Task description:
Return each line of the rows below that contains the string "boat", matching case exactly.

Extracted material:
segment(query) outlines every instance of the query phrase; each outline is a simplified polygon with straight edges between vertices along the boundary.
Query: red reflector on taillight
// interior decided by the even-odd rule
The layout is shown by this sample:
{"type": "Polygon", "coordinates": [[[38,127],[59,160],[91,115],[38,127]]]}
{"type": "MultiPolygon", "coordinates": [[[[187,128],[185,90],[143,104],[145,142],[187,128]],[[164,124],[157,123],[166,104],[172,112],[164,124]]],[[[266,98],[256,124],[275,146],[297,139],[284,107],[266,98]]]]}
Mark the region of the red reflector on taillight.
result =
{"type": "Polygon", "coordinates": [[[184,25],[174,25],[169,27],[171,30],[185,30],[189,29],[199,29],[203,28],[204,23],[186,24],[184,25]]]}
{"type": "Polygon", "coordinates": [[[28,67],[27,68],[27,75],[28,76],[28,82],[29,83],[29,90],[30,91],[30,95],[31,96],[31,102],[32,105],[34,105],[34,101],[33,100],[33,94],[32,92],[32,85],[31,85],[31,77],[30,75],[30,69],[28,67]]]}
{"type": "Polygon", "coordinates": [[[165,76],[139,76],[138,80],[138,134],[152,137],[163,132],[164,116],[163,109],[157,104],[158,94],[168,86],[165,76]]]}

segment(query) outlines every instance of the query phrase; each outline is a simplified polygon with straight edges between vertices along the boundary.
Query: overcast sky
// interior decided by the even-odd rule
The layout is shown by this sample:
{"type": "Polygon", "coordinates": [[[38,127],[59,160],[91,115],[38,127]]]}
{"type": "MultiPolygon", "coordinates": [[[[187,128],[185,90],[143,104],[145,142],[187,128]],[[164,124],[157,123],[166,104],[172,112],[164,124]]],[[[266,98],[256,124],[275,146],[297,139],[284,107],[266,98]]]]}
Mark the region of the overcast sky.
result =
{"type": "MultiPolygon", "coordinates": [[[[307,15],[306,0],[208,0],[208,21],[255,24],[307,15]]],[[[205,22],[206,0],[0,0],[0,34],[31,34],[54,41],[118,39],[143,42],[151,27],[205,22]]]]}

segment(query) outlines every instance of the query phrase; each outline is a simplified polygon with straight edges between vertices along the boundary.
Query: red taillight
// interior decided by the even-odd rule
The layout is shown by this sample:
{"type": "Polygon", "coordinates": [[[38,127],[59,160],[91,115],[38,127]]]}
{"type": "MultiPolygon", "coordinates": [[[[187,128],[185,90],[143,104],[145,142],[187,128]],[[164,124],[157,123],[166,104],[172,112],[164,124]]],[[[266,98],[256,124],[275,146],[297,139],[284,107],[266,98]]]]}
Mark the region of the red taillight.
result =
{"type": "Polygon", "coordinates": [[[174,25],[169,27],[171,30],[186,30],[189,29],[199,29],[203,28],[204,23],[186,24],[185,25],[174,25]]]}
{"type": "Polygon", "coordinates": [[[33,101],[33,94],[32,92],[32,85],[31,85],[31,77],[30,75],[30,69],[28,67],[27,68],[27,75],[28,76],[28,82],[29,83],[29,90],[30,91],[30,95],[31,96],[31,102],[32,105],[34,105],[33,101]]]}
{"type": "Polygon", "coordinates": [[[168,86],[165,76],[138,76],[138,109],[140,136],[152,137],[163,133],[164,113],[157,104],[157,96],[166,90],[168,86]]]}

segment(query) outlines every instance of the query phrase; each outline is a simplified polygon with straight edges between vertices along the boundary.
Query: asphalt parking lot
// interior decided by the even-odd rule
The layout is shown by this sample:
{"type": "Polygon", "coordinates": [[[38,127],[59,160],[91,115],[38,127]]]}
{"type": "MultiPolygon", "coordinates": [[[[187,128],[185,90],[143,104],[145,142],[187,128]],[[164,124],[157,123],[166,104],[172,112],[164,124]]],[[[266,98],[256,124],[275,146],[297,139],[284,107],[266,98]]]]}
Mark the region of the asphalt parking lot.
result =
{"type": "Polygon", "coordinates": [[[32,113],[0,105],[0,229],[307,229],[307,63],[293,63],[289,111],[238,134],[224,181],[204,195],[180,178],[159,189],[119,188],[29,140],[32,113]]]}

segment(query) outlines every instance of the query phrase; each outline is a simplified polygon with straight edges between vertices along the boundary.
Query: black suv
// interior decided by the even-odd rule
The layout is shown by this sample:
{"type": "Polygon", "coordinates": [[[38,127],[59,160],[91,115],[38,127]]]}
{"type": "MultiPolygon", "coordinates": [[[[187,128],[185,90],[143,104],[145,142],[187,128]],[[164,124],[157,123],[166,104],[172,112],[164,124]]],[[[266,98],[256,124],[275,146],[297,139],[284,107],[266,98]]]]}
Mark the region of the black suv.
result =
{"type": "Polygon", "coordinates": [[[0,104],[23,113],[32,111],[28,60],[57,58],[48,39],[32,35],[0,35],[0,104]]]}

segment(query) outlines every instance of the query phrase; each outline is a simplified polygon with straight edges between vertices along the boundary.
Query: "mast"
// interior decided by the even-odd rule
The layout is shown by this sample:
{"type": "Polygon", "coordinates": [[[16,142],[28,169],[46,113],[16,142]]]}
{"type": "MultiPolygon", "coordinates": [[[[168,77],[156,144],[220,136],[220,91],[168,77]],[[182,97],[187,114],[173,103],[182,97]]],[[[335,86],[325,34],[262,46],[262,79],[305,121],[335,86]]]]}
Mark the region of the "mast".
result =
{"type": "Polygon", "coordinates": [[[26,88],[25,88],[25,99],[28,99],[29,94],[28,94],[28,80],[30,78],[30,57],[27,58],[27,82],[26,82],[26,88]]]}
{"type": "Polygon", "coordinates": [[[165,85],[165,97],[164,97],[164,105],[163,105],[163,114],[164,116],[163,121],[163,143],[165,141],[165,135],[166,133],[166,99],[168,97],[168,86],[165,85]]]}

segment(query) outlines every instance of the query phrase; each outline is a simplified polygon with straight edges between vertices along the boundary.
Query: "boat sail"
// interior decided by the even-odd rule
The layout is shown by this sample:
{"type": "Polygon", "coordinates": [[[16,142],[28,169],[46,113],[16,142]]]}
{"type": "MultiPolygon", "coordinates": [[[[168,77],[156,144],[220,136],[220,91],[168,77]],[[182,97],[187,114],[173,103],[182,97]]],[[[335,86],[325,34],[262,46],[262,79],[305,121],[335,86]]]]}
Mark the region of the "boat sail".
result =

Problem solution:
Query: "boat sail"
Mark the region of the "boat sail".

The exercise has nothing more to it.